[START OF Given passage]
This blog will focus on point 2 “SQL execution statistics”, because of i mostly use this approach for trouble shooting SQL execution plans in a SAP environment (especially in OLTP systems). I usually trace the SQL bind variables by transaction ST05 and rebuild that particular SQL in SQL*Plus afterwards. This is the easiest way (for me) to identify and fix the problem in most cases.
The following example will focus on the cardinality estimation (= amount of returned rows) only, because of the execution statistics provide a lot of more information, which would overcharge this blog. If you are interested into any other metrics of the “extended” execution statistics, please let me know and i can focus on that in one of my next blogs.
The example
Let’s start with the previous example (but with more rows) once again.The demos are run on an Oracle 11.2.0.3 database.
SQL> create table ZTEST as select trunc(dbms_random.value(1,6)) col
from dba_objects where rownum <=1000;
SQL> exec dbms_stats.gather_table_stats(NULL,'ZTEST');
SQL> var val1 number;
SQL> var val2 number;
SQL> var val3 number;
SQL> exec :val1 := 1;
SQL> exec :val2 := 1;
SQL> exec :val3 := 1;
SQL> alter session set "_optim_peek_user_binds"=FALSE;
SQL> select col from ZTEST where col in(:val1,:val2,:val3);
SQL> select * from table (DBMS_XPLAN.DISPLAY_CURSOR(NULL,NULL,'ALL ALLSTATS OUTLINE PEEKED_BINDS LAST'));
In this simple example we know that the estimation of rows (E-Rows) is way off, because of we only have round about 200 rows for column value 1. Please read my first blog of this series first, if you don’t know how we come to this conclusion.
But we want a proof of our calculation in the execution plan too. So we run this SQL with extended SQL execution statistics now. I will use the gather_plan_statistics hint, but you can also set the init parameter parameter statistics_level to ALL and run the SQL.
SQL> select /*+ gather_plan_statistics */ col from ZTEST where col in(:val1,:val2,:val3);
SQL> select * from table (DBMS_XPLAN.DISPLAY_CURSOR(NULL,NULL,'ALL ALLSTATS OUTLINE PEEKED_BINDS LAST'));
Do you see all that new columns like A-Rows, A-Time, Buffers and Reads in the execution plan?
The amount of additional information depends on the kind of query (and executed work). But let’s focus on our simple example here …
A-Rows is the amount of rows, that is returned by this execution plan step in real world. As you can see the “real amount of processed data” is round about 200 rows like we have calculated before. So the optimizer is way off here and we should investigate this part of the execution plan, if the performance problem is caused by that incorrect estimation (which can lead to a wrong join method or join order for example).
A-Time is the time, that is needed for the execution of this plan step in real world.
Buffers is the amount of logical I/O, that is performed by this execution plan step in real world.
[END OF Given passage]
[START OF Available data]
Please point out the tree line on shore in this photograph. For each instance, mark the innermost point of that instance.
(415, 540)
[END OF Available data]
#### Short problem:
Please carry on the blog post about Oracle SQL execution statistics, starting after its last sentence.

#### Result:
Reads is the amount of physical I/O, that is performed by this execution plan step in real world.
Side note: Depending on the query and execution plan there can be incorrect real time values which can be fixed with the hidden parameter “_rowsource_statistics_sampfreq” (frequency of rowsource statistic sampling (must be a power of 2)).
This is just a very tiny introduction into analyzing an execution plan and the CBO estimations. There is so much more to demonstrate, investigate and explore, but this should be enough for this blog right now. I appreciate your input for further blog topics.
Summary
Oracle provides a lot of possibilities to take a deeper look into the execution plan and its real world execution by using DBMS_XPLAN only. This approach is mostly enough to identify the root cause for slow running SQLs. Finding the reason for wrong calculations (and wrong execution plans in consequence) is much more complex and difficult in most cases of course, but if you have already found the reason for the slow SQL you are in a much better position.
If you have any further questions – please feel free to ask or if you need assistance by solving performance problems get in contact directly.
Hello Stefan,
how do these A-values differ from the statistics at the end of the output
from a statement run from sqlplus with
SET AUTOTRACE ON
I would assume that reads and gets listed there would correspond to these A-values.
I see the benefit that this data is stored in a more comfortable way for later re-use,
than just having it as a text in sqlplus output, but for me the use of AUTOTRACE
was sufficiant up to now.
Volker
Hi Volker,
well in that extremely simple case the statistics from the AUTOTRACE would be the same (no difference), but AUTOTRACE shows the sum of all activities only.
If you have a more complex execution plan with index access or joins (like nested loop or hash joins) you have no chance to drill it down to each execution plan row source with AUTOTRACE. Just think about a nested loop join and the driving table for example.
But hey .. that sounds like a pretty nice topic for the next blog 🙂
Regards
Stefan
Ah ok, I see.
Yes that might be indeed valuable information.
I'm going to keep this in mind for my next analysis.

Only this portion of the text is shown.